** Material for this task **
= = =

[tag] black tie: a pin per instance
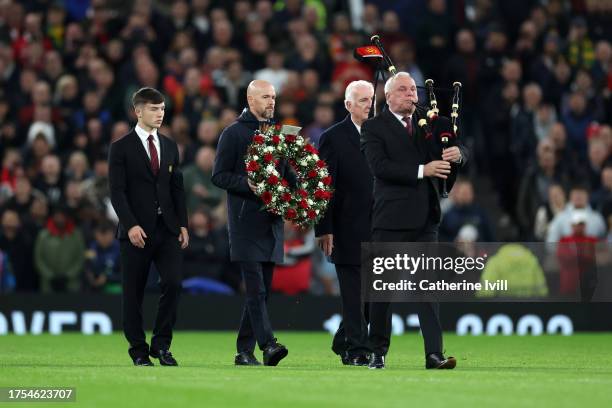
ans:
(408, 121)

= = =

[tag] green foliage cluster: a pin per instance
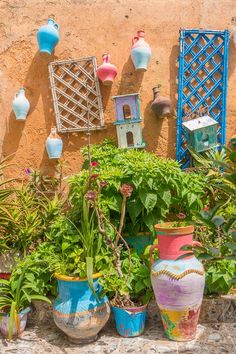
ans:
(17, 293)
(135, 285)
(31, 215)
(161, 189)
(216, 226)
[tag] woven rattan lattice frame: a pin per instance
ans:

= = =

** Brief **
Please count the lines in the data above that contain the string "instance" and reply with that number alone.

** Solution **
3